## DATA PROVIDED
□ □ □
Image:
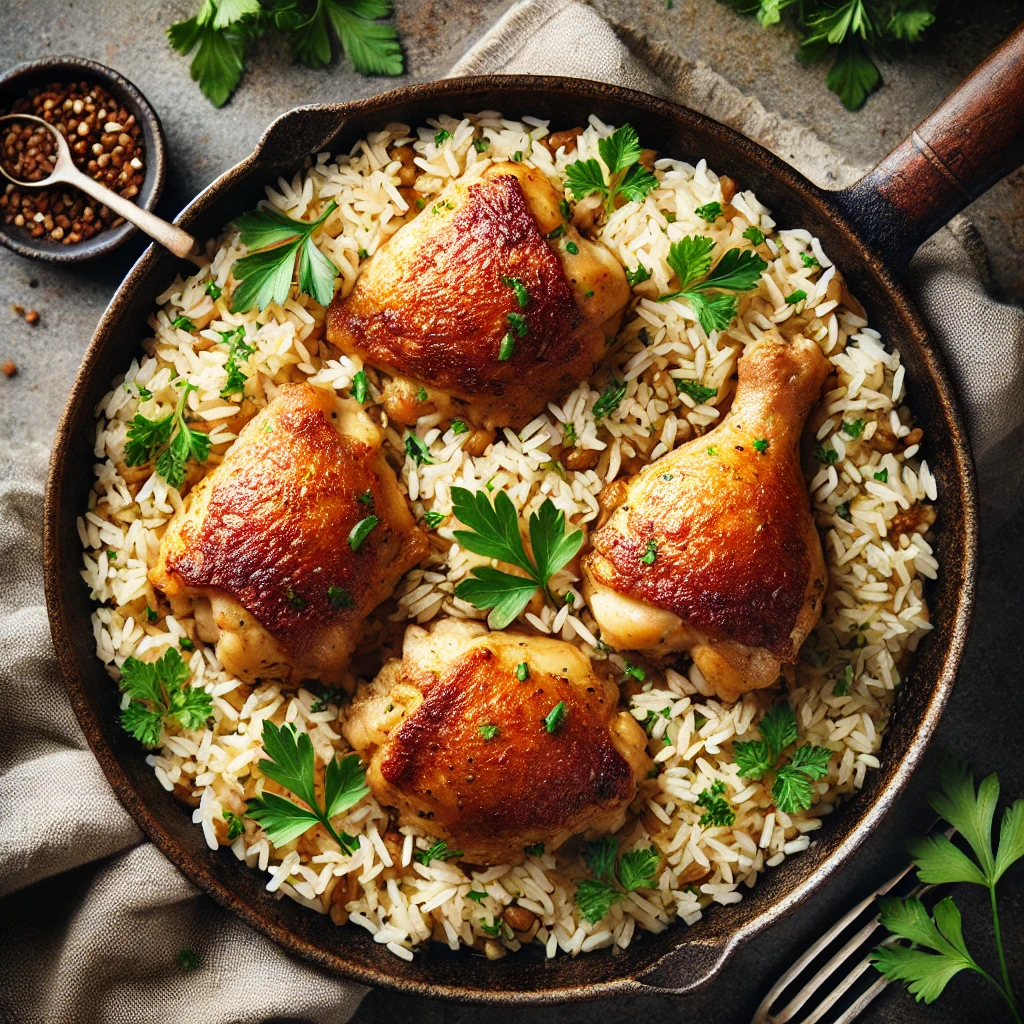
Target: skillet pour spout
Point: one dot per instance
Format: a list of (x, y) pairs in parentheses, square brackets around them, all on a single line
□ □ □
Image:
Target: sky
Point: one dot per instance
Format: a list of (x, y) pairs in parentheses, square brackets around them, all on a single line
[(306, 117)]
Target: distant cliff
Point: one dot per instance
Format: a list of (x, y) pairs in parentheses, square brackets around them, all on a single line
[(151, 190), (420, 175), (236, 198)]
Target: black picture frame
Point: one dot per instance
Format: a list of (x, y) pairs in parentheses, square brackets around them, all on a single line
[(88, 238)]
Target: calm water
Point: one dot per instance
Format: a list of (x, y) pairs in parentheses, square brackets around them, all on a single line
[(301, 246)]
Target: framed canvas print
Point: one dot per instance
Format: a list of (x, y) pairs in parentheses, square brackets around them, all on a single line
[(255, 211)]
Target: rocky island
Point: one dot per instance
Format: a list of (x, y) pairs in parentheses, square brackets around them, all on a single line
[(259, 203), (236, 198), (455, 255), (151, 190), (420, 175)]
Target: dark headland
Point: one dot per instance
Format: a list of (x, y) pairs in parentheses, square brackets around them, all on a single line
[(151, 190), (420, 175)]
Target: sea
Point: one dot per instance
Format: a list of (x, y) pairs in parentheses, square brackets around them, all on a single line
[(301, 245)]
□ □ □
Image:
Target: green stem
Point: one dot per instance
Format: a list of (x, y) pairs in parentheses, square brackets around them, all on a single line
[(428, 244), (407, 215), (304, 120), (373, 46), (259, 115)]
□ □ □
## EXERCISE BRIEF
Go through the entries and return each line where the word "Target" appears.

## WRITTEN RESPONSE
Target: skillet pour spout
Target: sky
Target: distant cliff
Target: black picture frame
Target: calm water
Target: framed canvas print
Target: rocky island
Target: dark headland
Target: sea
Target: green stem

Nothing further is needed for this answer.